Retype the items below word for word, starting at their first line and ending with the line that contains "point(72, 453)".

⟨

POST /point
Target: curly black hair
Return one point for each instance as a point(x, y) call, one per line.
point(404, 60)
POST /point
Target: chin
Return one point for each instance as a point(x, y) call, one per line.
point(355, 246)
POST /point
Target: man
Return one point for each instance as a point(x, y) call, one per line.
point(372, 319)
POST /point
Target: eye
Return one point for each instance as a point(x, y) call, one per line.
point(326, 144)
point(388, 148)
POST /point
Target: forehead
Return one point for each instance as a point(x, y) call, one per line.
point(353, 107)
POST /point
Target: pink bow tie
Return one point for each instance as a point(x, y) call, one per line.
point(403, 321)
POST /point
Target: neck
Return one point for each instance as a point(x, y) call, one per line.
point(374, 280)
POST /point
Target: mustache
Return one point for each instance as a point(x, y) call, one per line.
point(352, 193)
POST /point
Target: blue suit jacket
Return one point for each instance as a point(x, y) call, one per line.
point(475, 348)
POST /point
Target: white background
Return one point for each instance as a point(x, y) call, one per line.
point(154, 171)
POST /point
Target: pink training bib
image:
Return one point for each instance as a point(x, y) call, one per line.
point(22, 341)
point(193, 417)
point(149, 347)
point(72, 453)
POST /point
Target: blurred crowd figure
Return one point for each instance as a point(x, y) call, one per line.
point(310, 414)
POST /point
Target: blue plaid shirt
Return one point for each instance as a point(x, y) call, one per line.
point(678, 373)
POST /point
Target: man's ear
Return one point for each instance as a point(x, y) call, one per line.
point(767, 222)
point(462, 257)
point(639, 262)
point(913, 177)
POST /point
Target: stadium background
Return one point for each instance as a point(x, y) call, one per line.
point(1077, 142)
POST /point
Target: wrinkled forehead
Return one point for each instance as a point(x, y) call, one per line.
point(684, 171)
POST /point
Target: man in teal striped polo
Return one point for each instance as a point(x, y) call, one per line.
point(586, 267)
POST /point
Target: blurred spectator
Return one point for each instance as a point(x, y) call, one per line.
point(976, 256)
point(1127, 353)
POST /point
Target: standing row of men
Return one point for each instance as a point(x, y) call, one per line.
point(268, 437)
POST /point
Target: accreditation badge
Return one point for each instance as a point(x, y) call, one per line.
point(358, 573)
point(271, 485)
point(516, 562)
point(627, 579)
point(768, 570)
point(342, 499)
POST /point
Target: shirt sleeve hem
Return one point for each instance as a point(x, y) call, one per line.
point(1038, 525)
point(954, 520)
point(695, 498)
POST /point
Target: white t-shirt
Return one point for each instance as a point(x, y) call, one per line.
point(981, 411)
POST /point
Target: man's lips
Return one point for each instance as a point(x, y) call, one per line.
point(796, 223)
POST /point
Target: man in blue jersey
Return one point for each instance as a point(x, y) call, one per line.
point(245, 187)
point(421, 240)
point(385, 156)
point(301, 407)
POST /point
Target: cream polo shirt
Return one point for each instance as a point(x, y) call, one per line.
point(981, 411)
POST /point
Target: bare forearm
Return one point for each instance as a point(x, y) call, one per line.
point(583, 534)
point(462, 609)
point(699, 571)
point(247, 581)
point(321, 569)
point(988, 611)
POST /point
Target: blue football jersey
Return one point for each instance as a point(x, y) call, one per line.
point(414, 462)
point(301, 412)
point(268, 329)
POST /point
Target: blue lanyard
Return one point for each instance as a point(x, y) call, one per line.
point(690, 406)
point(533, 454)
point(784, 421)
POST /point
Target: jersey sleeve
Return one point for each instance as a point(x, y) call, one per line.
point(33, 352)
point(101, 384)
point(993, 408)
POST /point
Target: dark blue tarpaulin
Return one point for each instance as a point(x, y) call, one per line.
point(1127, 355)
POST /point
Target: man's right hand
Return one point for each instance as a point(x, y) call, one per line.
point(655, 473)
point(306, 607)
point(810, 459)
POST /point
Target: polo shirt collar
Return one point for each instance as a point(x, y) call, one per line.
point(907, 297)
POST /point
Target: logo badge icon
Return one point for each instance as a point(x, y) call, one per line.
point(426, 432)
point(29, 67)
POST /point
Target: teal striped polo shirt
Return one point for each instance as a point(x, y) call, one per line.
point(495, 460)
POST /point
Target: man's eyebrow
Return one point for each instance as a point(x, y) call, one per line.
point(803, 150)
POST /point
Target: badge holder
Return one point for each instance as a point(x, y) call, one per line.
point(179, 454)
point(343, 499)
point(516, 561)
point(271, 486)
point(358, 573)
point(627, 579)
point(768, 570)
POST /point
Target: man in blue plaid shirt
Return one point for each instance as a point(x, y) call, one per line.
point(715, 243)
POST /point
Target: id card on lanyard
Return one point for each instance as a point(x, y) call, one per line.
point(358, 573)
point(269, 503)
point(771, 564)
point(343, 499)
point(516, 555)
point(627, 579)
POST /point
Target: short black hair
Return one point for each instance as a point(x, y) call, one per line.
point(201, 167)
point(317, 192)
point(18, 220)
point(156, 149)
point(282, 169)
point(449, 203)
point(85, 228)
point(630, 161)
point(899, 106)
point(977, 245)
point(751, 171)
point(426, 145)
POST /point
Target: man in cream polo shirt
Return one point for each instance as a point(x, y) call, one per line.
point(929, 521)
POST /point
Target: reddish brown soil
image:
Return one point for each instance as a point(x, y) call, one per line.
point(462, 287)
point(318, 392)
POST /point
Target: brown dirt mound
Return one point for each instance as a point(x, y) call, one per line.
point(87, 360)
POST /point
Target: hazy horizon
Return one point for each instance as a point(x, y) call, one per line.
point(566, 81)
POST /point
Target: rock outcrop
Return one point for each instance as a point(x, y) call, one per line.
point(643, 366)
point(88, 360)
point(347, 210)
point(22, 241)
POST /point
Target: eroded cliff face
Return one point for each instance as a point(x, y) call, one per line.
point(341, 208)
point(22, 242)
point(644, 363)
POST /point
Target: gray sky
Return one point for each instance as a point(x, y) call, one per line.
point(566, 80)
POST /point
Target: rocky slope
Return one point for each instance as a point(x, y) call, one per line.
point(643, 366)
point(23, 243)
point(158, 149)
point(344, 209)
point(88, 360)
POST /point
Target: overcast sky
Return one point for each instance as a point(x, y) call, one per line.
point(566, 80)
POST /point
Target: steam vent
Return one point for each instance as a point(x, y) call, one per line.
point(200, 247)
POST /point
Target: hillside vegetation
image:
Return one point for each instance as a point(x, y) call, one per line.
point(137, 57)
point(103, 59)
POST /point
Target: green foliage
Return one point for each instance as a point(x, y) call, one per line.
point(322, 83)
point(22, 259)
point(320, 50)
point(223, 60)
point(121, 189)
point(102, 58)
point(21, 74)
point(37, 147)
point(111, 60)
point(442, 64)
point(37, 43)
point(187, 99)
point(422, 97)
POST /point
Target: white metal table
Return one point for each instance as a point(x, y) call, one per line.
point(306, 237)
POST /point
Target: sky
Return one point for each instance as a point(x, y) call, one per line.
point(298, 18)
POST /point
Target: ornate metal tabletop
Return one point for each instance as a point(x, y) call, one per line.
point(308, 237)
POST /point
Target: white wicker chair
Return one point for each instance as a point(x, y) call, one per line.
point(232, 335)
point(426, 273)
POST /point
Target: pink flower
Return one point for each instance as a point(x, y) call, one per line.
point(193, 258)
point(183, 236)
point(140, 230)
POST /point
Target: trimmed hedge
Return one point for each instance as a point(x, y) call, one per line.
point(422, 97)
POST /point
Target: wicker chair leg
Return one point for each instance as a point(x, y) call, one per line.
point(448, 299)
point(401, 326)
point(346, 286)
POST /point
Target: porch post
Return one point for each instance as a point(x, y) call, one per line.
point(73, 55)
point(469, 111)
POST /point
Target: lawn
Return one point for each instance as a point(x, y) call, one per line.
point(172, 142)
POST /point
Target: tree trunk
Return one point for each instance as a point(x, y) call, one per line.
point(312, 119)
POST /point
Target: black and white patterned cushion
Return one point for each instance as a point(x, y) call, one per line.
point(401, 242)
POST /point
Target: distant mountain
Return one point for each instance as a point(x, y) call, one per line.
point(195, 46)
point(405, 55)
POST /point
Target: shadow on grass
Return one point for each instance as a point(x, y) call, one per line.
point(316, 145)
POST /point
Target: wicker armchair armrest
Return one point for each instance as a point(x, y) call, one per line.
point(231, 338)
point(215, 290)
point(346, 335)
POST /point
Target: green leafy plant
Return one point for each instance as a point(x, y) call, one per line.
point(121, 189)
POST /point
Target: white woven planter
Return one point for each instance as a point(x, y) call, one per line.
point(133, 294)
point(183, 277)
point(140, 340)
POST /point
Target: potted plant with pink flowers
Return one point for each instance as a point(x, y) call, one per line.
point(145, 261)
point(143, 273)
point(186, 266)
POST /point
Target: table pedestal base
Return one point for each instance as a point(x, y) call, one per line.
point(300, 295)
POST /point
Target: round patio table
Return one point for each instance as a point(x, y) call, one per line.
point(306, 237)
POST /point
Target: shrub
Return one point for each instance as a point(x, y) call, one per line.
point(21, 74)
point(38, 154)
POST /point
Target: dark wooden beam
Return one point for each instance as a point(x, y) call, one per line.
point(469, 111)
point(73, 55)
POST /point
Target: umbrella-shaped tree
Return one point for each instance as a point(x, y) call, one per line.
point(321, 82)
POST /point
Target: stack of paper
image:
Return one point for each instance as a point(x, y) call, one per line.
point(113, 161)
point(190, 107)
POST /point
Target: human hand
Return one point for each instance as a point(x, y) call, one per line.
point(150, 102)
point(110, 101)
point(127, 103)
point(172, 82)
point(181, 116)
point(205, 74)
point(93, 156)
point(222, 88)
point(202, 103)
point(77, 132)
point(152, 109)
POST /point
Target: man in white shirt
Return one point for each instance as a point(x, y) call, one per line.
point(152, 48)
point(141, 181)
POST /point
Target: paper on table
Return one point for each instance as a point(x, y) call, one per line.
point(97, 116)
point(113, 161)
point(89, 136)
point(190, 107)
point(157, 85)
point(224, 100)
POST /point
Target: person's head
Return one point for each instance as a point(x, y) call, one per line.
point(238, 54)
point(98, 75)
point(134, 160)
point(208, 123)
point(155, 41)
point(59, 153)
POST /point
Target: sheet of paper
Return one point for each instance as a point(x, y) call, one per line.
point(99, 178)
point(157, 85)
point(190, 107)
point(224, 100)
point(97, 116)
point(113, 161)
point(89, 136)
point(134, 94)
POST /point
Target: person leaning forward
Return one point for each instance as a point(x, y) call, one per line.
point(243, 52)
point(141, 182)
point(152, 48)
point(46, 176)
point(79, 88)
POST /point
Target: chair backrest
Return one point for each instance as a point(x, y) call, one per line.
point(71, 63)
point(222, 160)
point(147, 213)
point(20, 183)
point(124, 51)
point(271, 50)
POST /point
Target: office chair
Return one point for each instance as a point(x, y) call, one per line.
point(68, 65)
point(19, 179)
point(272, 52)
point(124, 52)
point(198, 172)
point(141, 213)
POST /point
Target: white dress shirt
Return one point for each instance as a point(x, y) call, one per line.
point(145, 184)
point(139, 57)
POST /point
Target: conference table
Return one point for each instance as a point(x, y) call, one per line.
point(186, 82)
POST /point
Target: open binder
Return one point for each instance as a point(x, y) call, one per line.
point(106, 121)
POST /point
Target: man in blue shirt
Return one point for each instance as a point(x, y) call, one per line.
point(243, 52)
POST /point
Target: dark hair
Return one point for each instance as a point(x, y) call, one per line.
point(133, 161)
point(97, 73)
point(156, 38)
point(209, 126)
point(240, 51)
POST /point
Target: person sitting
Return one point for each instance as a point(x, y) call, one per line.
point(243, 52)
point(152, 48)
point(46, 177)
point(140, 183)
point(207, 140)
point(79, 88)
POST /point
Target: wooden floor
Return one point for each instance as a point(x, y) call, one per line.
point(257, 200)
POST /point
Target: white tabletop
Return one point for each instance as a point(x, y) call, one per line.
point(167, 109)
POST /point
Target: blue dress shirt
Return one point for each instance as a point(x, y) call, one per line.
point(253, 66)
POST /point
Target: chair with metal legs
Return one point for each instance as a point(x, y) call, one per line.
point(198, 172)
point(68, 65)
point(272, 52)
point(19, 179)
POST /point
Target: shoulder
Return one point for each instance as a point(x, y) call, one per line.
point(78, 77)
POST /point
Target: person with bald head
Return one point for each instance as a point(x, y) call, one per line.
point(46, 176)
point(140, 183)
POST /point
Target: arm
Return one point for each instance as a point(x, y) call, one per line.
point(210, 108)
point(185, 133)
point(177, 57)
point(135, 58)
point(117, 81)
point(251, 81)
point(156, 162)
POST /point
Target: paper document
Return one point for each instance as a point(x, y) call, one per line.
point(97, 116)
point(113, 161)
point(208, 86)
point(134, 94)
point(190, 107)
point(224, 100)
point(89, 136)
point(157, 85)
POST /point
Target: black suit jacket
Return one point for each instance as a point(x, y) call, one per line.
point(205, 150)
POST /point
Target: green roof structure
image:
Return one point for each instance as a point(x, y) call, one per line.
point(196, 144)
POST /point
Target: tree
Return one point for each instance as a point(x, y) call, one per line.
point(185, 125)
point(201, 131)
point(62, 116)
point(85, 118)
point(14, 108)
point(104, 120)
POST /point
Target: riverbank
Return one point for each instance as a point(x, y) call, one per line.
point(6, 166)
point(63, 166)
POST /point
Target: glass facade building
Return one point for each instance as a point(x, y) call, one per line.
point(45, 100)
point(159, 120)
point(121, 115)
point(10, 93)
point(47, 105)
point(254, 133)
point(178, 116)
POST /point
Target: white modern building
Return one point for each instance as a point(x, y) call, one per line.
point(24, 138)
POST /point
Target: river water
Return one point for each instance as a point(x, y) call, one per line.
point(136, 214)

⟩

REPLY
POST /point
Target: curly black hair
Return one point for each instance as a point(x, y) call, one per line.
point(404, 60)
POST /point
Target: chin
Return one point for each instance as a point(x, y) call, one per line.
point(355, 246)
POST /point
Target: man
Return one point for each instance as a point(x, y) call, one per line.
point(372, 319)
POST /point
Target: eye
Return one point for each instance as a point(x, y) call, one per line.
point(326, 144)
point(388, 148)
POST /point
Target: forehead
Return one point for each instance as a point(x, y) call, one per line.
point(353, 107)
POST /point
Target: pink bow tie
Return one point for each instance as a point(x, y) call, one per line.
point(403, 321)
POST /point
Target: neck
Return one point for each instance as a point(x, y) call, one per line.
point(374, 280)
POST /point
Target: mustache
Return one point for each instance as a point(x, y) call, one per line.
point(352, 193)
POST /point
Target: blue suit jacket
Return one point for each instance as a point(x, y) call, one per line.
point(475, 348)
POST /point
Target: white background
Return one point for each instance as a point(x, y) call, one per line.
point(154, 171)
POST /point
Target: pink training bib
image:
Return one point for each instance as a point(x, y) call, one per line.
point(22, 341)
point(193, 417)
point(149, 347)
point(72, 453)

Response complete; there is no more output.